++++ RECORDS FOR THE EXERCISE

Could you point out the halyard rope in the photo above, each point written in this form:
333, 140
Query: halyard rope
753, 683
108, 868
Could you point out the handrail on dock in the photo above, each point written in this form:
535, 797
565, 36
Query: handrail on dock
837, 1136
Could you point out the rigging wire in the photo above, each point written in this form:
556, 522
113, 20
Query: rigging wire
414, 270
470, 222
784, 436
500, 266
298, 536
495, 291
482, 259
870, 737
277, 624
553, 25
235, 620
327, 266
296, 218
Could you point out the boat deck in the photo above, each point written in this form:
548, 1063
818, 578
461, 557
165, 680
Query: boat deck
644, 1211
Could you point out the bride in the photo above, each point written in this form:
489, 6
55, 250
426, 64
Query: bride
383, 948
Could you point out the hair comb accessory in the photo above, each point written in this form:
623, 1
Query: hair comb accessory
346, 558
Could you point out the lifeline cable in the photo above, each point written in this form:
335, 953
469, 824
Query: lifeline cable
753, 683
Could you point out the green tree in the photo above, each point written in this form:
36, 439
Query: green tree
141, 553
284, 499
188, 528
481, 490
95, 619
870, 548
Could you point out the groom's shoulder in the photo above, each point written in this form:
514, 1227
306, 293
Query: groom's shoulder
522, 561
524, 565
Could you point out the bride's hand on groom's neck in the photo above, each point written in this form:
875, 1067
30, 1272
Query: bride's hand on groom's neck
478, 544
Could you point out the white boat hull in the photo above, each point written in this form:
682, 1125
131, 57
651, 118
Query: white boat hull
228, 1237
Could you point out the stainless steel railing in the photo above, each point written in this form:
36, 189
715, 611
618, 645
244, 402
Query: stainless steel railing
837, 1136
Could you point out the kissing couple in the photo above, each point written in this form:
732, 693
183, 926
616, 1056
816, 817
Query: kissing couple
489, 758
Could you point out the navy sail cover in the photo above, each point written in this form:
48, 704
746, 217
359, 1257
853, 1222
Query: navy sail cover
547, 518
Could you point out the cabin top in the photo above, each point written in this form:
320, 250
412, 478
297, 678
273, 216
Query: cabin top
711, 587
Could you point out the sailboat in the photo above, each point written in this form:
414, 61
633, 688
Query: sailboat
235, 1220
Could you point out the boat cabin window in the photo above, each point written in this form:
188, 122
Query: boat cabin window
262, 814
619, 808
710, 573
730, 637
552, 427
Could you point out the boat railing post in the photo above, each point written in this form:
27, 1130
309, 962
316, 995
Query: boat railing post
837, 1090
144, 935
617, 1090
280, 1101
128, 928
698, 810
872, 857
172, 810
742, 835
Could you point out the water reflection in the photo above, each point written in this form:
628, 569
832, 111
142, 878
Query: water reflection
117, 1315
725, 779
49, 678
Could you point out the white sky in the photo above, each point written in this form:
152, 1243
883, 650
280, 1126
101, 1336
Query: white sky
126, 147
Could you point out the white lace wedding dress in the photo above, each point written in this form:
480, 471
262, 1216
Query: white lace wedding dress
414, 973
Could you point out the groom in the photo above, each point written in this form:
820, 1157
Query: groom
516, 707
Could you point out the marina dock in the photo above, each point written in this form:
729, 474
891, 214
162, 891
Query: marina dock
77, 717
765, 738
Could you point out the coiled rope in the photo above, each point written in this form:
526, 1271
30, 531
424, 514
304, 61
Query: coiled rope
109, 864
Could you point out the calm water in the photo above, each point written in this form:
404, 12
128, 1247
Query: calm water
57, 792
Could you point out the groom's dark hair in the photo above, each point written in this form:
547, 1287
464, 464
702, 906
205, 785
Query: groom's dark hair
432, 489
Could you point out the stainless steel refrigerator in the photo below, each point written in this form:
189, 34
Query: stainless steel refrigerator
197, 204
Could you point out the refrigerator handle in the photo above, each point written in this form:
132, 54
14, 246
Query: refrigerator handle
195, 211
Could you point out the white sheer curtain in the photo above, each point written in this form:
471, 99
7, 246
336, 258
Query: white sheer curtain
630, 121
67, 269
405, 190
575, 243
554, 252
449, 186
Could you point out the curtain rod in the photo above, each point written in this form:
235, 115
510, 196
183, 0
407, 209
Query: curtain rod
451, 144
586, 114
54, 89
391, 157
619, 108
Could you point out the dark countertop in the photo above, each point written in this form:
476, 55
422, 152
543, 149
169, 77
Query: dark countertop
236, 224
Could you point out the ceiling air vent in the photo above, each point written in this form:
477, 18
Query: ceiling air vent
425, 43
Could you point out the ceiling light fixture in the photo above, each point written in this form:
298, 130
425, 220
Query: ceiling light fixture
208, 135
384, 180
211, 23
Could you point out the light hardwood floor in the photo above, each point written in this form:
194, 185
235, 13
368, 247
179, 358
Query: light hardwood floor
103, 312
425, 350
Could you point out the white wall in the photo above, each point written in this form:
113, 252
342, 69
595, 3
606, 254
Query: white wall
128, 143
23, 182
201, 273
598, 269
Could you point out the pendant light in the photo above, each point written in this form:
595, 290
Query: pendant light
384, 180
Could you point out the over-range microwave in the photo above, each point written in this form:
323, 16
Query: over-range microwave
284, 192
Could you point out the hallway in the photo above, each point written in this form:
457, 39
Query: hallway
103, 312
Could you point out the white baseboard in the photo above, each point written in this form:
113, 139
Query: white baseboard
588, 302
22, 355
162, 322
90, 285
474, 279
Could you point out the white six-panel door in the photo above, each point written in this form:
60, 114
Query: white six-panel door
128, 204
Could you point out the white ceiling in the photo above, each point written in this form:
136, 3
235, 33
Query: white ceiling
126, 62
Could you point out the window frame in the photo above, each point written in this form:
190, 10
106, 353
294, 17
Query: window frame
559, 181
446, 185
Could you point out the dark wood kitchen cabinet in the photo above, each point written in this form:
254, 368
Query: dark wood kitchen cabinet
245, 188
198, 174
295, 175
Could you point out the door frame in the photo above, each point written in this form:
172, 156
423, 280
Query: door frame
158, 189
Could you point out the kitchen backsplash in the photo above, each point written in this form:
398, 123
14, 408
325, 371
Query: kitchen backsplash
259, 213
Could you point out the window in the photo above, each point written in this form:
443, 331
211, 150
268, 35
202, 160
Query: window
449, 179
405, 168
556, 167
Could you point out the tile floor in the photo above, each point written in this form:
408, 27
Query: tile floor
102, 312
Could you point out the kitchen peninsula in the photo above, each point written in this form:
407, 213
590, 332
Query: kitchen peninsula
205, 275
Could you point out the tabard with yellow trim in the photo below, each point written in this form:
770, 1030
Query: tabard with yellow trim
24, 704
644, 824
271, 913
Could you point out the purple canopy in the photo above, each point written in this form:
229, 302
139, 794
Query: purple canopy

++++++++

> GOAL
Quote all the entries above line by line, without changing a single character.

> ANSWER TO THE PROBLEM
Could you point out the halyard rope in the photo above, each point written in this form:
333, 140
Query: halyard rope
753, 683
108, 868
Could you point out the handrail on dock in the photo above, each point written in this form:
535, 797
565, 36
Query: handrail on dock
837, 1136
Could you point out the rigging wire in the photo above, each point written in this form:
556, 522
113, 20
Query: rigging wire
414, 270
470, 222
784, 436
500, 266
298, 536
495, 291
482, 259
870, 737
277, 624
553, 25
235, 620
327, 266
296, 218
Could you point out the boat deck in the photo above, each point written in this form:
548, 1063
818, 578
461, 557
165, 680
Query: boat deck
644, 1211
Could you point out the bride in the photo above, each point written in this form:
489, 6
55, 250
426, 64
Query: bride
383, 948
Could you point out the hair comb accessory in the photo above, each point written in this form:
623, 1
Query: hair comb accessory
346, 558
Could you point out the lifeline cable in the photo above, each point written in this form:
335, 953
469, 824
Query: lifeline cable
753, 683
Could you point out the green tree in the photo above, each point written in this form:
36, 439
Query: green tree
141, 553
284, 499
188, 528
481, 490
95, 619
870, 548
Could you point out the groom's shoulder in the photo above, each point written in this form:
514, 1227
306, 293
Query: groom's shoulder
522, 561
524, 565
Could you point out the bride's hand on groom's neck in the photo above, each point written in this form:
875, 1067
30, 1272
Query: bride's hand on groom's neck
478, 544
Could you point out the white boat hull in the photo above, each point written in this form:
682, 1125
131, 57
651, 118
Query: white boat hull
228, 1237
Could you point out the stainless steel railing in the photo above, each point written in this form:
36, 189
715, 611
618, 645
244, 402
Query: stainless steel railing
837, 1136
Could you point out the kissing couple in the photo above, each point written in this form:
732, 693
183, 926
616, 1056
816, 817
Query: kissing couple
489, 758
Could you point out the navy sail cover in the photo above, each point written in this form:
48, 704
746, 217
359, 1257
853, 1222
Query: navy sail cover
547, 518
Could you point out the cabin top in the photo above, each point written in this form:
320, 250
412, 478
297, 678
273, 216
Query: cabin top
711, 587
Could you point out the sailboat in the photo above, each point written in this form:
414, 61
633, 688
Query: sailboat
235, 1220
Could you point out the boat cabin window in the photo above, each point written in this form:
188, 122
Query: boat cabin window
262, 814
619, 808
710, 573
730, 637
552, 427
Could you point out the boat railing post in the photo above, each point written in this form:
27, 1130
309, 962
316, 995
Query: boat railing post
837, 1090
144, 935
617, 1090
280, 1101
128, 928
698, 810
872, 857
172, 810
742, 835
Could you point out the water reflection in the photo above, each point written in this form:
628, 569
832, 111
142, 878
Query: water reflection
117, 1315
725, 779
49, 678
Could you point out the white sky in the photo above, each point written in this form:
152, 1243
883, 650
280, 1126
101, 1336
Query: white sky
126, 147
Could you point out the white lace wedding dress in the photo above, each point written in this form:
480, 471
262, 1216
Query: white lace wedding dress
414, 973
Could you point out the groom in the photo above, each point written in this form:
820, 1157
Query: groom
516, 707
Could you point out the marina dock in the photo above, each point written in this form:
729, 474
891, 214
162, 891
Query: marina dock
77, 717
765, 738
Could you point out the coiled rope in the photo above, each point written in this form:
526, 1271
30, 531
424, 514
304, 61
Query: coiled rope
109, 864
Could you point out the calm water in the photo above, each point written in this form:
404, 12
128, 1247
Query: calm water
57, 792
Could you point out the groom's dark hair in the photo above, each point written in this form:
547, 1287
464, 464
702, 906
205, 785
Query: groom's dark hair
432, 489
Could you point out the stainless steel refrigerator in the photo below, each point written in this form:
189, 34
Query: stainless steel refrigerator
197, 204
Could you point out the refrigerator handle in the photo above, each point written in this form:
132, 54
14, 246
Query: refrigerator handle
195, 211
Could you point out the white sheer curtain in the photo above, each point written in this form:
471, 99
7, 246
336, 258
Query: white sheer curtain
630, 121
67, 269
405, 190
575, 243
554, 252
449, 186
Could you point out the curtain rod in the photo above, each point written in this form:
235, 115
510, 196
183, 0
407, 209
Query: curtain rod
451, 144
586, 114
54, 89
391, 157
619, 108
Could you point out the dark countertop in the photo above, each point written in this form:
476, 55
422, 152
543, 149
169, 77
Query: dark countertop
236, 224
Could you point out the ceiling air vent in the photo above, each point written in this form:
477, 18
Query: ceiling air vent
425, 43
Could you point out the ceiling light fixture in the photo above, each point written in this form:
298, 130
425, 220
Query: ceiling light fixture
208, 135
384, 180
211, 23
Could you point out the light hardwood floor in the photo above, each point written in this form:
194, 185
235, 13
368, 247
179, 358
Query: light hardwood floor
103, 312
425, 350
Could you point out the white wall in the photo above, each point written in this form:
113, 252
342, 69
595, 3
606, 254
Query: white wall
128, 143
23, 182
201, 273
598, 269
Could you point out the pendant light in the photo above, each point written in this form:
595, 290
Query: pendant light
384, 180
Could you point out the over-range microwave in the photo above, each point written in this form:
323, 16
Query: over-range microwave
284, 192
Could you point out the hallway in the photo above, each point written in this form:
457, 39
Query: hallway
103, 312
Could you point out the white baseboard in the photo above, each point written in this form:
113, 139
Query: white baseboard
588, 302
22, 355
162, 322
90, 285
474, 279
Could you point out the white six-panel door in the photo above, each point written in this form:
60, 114
Query: white six-panel door
128, 204
Could you point out the white ceiling in the photo above, each point written in this form:
136, 3
235, 33
Query: white ceiling
126, 62
Could you point out the window frame in the photo above, each point written in this form:
190, 10
106, 353
294, 17
Query: window frame
559, 181
446, 185
Could you point out the dark wood kitchen cabinet in the photo above, each point written in this form:
254, 368
Query: dark wood kitchen cabinet
245, 188
198, 174
295, 175
Could you point out the door frame in the photo above, each point written in this form:
172, 156
423, 280
Query: door frame
158, 189
Could you point out the kitchen backsplash in the photo above, each point written in this form:
398, 123
14, 408
325, 371
Query: kitchen backsplash
259, 213
Could you point out the window in the photo above, each point written in this form:
443, 331
211, 150
268, 35
202, 160
Query: window
449, 179
405, 168
556, 167
Could you point out the tile floor in the photo above, each point written in this form:
408, 27
Query: tile floor
102, 312
Could you point out the kitchen peninsula in the photo above, each point written in this form:
407, 213
590, 332
Query: kitchen peninsula
205, 275
Could you point out the tabard with yellow trim in the photo below, each point written in this form:
770, 1030
Query: tabard with yellow trim
24, 704
644, 824
271, 913
Could you point out the purple canopy in the photo above, each point written in this form:
229, 302
139, 794
Query: purple canopy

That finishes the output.